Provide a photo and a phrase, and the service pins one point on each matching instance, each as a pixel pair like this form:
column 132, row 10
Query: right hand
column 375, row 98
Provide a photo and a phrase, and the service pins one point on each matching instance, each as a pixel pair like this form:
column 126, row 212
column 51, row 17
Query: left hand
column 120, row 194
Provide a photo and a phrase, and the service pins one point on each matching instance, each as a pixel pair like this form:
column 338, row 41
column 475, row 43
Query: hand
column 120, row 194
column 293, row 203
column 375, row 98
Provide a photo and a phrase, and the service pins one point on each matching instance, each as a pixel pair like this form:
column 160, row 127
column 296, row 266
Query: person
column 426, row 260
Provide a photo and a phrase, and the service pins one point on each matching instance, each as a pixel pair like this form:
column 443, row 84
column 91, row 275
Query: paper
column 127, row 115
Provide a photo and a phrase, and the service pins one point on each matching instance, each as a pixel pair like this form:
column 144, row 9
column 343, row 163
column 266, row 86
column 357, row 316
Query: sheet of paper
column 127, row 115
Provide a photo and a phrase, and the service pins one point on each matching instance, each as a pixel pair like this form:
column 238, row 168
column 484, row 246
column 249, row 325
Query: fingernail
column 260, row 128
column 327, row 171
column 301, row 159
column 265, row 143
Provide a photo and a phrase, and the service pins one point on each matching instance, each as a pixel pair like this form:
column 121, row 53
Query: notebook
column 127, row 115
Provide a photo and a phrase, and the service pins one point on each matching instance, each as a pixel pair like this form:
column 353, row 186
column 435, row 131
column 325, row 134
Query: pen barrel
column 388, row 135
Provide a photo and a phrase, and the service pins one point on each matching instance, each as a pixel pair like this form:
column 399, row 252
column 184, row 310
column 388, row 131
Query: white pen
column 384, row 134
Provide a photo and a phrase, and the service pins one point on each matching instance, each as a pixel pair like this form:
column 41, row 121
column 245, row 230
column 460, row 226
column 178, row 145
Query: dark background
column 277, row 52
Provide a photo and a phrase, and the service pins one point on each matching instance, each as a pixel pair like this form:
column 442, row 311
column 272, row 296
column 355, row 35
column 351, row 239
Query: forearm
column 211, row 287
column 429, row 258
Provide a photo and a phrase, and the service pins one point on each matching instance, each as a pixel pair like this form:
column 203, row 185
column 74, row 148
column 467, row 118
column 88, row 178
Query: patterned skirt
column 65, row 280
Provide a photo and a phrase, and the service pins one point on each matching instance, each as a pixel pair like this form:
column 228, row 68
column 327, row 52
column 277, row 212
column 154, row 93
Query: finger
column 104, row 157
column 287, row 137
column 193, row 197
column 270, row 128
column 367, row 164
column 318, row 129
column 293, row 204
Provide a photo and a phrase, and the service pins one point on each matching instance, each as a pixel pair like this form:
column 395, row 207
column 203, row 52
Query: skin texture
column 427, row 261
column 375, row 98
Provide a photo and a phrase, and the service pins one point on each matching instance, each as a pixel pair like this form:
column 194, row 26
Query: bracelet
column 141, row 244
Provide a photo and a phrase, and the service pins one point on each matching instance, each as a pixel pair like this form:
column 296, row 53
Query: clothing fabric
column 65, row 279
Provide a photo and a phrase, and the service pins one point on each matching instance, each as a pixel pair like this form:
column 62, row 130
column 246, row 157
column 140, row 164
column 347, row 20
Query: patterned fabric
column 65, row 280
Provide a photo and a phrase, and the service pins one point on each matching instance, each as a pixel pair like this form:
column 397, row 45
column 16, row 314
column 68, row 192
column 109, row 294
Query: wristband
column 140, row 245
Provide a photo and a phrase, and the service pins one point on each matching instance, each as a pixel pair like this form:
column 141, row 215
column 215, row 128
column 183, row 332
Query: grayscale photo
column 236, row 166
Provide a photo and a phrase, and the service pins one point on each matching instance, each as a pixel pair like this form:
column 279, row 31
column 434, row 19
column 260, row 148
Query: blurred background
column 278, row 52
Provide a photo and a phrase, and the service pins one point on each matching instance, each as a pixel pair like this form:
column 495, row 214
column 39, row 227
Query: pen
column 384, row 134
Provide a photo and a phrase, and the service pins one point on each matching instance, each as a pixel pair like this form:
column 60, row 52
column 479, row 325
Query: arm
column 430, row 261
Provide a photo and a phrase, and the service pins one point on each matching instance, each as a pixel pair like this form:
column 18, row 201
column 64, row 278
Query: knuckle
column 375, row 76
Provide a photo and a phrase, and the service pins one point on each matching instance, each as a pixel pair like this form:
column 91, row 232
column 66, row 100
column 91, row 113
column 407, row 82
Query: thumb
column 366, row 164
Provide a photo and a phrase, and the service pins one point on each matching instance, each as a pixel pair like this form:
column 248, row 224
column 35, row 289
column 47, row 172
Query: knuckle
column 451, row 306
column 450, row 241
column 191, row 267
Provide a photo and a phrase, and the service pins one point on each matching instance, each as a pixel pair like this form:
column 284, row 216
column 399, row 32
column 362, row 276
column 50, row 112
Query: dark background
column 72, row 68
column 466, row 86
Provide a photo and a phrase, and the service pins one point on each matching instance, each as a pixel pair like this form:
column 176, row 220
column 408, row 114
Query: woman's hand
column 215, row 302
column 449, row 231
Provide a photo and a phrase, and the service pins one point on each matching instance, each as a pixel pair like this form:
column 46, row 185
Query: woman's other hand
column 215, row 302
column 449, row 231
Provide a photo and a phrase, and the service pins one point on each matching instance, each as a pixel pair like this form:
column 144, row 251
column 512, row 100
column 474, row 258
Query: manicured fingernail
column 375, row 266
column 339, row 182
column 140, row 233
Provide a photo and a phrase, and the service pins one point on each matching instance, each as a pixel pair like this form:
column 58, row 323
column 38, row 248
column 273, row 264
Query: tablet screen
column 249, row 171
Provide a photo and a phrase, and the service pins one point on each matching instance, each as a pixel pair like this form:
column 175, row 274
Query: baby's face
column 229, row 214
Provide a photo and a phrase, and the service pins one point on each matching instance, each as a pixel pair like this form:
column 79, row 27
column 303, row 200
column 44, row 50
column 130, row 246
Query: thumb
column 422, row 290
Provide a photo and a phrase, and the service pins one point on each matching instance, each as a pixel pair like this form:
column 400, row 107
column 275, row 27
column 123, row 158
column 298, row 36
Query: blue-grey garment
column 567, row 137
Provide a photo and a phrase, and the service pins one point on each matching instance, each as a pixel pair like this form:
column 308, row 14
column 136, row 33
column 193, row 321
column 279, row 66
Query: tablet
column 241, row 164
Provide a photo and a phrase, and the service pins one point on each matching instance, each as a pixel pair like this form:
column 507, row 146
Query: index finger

### Task details
The data given above must be transcribed exactly and completely.

### Response to the exercise
Provide a photo and a phrase, and the service pins one point on each matching instance, each as a pixel pair like this form:
column 132, row 10
Query: right hand
column 375, row 98
Provide a photo and a phrase, and the service pins one point on each matching instance, each as a pixel pair like this form:
column 126, row 212
column 51, row 17
Query: left hand
column 120, row 194
Provide a photo and a phrase, and the service pins one point on each matching instance, each as a pixel pair like this form:
column 338, row 41
column 475, row 43
Query: hand
column 120, row 194
column 293, row 203
column 375, row 98
Provide a photo and a phrase, and the service pins one point on each matching instance, each as a pixel pair like this form:
column 160, row 127
column 296, row 266
Query: person
column 426, row 260
Provide a photo and a phrase, and the service pins one point on each matching instance, each as a pixel pair like this form:
column 443, row 84
column 91, row 275
Query: paper
column 127, row 115
Provide a photo and a phrase, and the service pins one point on each matching instance, each as a pixel pair like this form:
column 144, row 9
column 343, row 163
column 266, row 86
column 357, row 316
Query: sheet of paper
column 127, row 115
Provide a photo and a phrase, and the service pins one point on each matching instance, each as a pixel pair like this form:
column 238, row 168
column 484, row 246
column 249, row 325
Query: fingernail
column 260, row 128
column 327, row 171
column 301, row 159
column 265, row 143
Provide a photo and a phrase, and the service pins one point on each matching instance, each as a pixel pair like this form:
column 121, row 53
Query: notebook
column 127, row 115
Provide a photo and a phrase, and the service pins one point on each matching instance, each as a pixel pair like this form:
column 353, row 186
column 435, row 131
column 325, row 134
Query: pen barrel
column 388, row 135
Provide a photo and a phrase, and the service pins one point on each matching instance, each as a pixel pair like this form:
column 399, row 252
column 184, row 310
column 388, row 131
Query: white pen
column 384, row 134
Provide a photo and a phrase, and the service pins one point on each matching instance, each as a pixel pair like this form:
column 41, row 121
column 245, row 230
column 460, row 226
column 178, row 145
Query: dark background
column 277, row 52
Provide a photo and a phrase, and the service pins one point on each matching instance, each as a pixel pair like this form:
column 442, row 311
column 272, row 296
column 355, row 35
column 351, row 239
Query: forearm
column 211, row 287
column 429, row 258
Provide a photo and a phrase, and the service pins one point on each matching instance, each as a pixel pair like this form:
column 203, row 185
column 74, row 148
column 467, row 118
column 88, row 178
Query: patterned skirt
column 65, row 280
Provide a photo and a phrase, and the service pins one point on each matching instance, each as a pixel pair like this form:
column 228, row 68
column 327, row 52
column 277, row 212
column 154, row 93
Query: finger
column 104, row 157
column 287, row 137
column 193, row 197
column 270, row 128
column 367, row 164
column 318, row 129
column 293, row 204
Provide a photo and a phrase, and the service pins one point on each matching instance, each as a pixel pair like this form:
column 395, row 207
column 203, row 52
Query: skin texture
column 427, row 261
column 375, row 98
Provide a photo and a phrase, and the service pins one point on each matching instance, each as a pixel pair like this form:
column 194, row 26
Query: bracelet
column 141, row 244
Provide a photo and a phrase, and the service pins one point on each matching instance, each as a pixel pair like this form:
column 296, row 53
Query: clothing fabric
column 65, row 279
Provide a photo and a phrase, and the service pins one point on each matching instance, each as a pixel pair like this form:
column 62, row 130
column 246, row 157
column 140, row 164
column 347, row 20
Query: patterned fabric
column 65, row 280
Provide a photo and a phrase, and the service pins one point on each matching instance, each as a pixel pair like this form:
column 397, row 45
column 16, row 314
column 68, row 192
column 109, row 294
Query: wristband
column 140, row 245
Provide a photo and a phrase, and the service pins one point on each matching instance, each as a pixel pair like this form:
column 141, row 215
column 215, row 128
column 183, row 332
Query: grayscale photo
column 236, row 166
Provide a photo and a phrase, and the service pins one point on each matching instance, each as a pixel pair like this form:
column 279, row 31
column 434, row 19
column 260, row 148
Query: blurred background
column 278, row 52
Provide a photo and a phrase, and the service pins one point on each matching instance, each as a pixel pair like this form:
column 495, row 214
column 39, row 227
Query: pen
column 384, row 134
Provide a photo and a phrase, and the service pins one point on each matching instance, each as a pixel pair like this form:
column 60, row 52
column 479, row 325
Query: arm
column 430, row 261
Provide a photo and a phrase, and the service pins one point on each matching instance, each as a pixel pair like this form:
column 18, row 201
column 64, row 278
Query: knuckle
column 375, row 76
Provide a photo and a phrase, and the service pins one point on each matching instance, each as a pixel pair like this form:
column 91, row 232
column 66, row 100
column 91, row 113
column 407, row 82
Query: thumb
column 366, row 164
Provide a photo and a phrase, and the service pins one point on each matching instance, each as a pixel pair like this form:
column 248, row 224
column 35, row 289
column 47, row 172
Query: knuckle
column 451, row 306
column 450, row 241
column 191, row 267
Provide a photo and a phrase, and the service pins one point on each matching instance, each as a pixel pair like this form:
column 284, row 216
column 399, row 32
column 362, row 276
column 50, row 112
Query: dark background
column 72, row 68
column 466, row 86
Provide a photo and a phrase, and the service pins one point on each matching instance, each as a pixel pair like this form:
column 176, row 220
column 408, row 114
Query: woman's hand
column 215, row 302
column 449, row 231
Provide a photo and a phrase, and the service pins one point on each matching instance, each as a pixel pair like this form:
column 46, row 185
Query: woman's other hand
column 215, row 302
column 449, row 231
Provide a photo and a phrase, and the service pins one point on each matching instance, each as a pixel pair like this form:
column 144, row 251
column 512, row 100
column 474, row 258
Query: manicured fingernail
column 375, row 266
column 339, row 182
column 140, row 233
Provide a photo and a phrase, and the service pins one point on each matching instance, each as a pixel pair like this form:
column 58, row 323
column 38, row 248
column 273, row 264
Query: tablet screen
column 249, row 171
Provide a photo and a phrase, and the service pins one point on each matching instance, each as a pixel pair like this form:
column 175, row 274
Query: baby's face
column 229, row 214
Provide a photo and a phrase, and the service pins one point on each matching instance, each as a pixel pair like this form:
column 79, row 27
column 303, row 200
column 44, row 50
column 130, row 246
Query: thumb
column 422, row 290
Provide a photo and a phrase, and the service pins one point on each matching instance, each as a pixel pair like this form:
column 400, row 107
column 275, row 27
column 123, row 158
column 298, row 36
Query: blue-grey garment
column 567, row 137
Provide a photo and a phrase, and the service pins one point on each matching instance, each as a pixel pair like this form:
column 308, row 14
column 136, row 33
column 193, row 321
column 279, row 66
Query: tablet
column 241, row 164
Provide a photo and a phrase, and the service pins one point on each matching instance, each as a pixel pair like this form:
column 507, row 146
Query: index finger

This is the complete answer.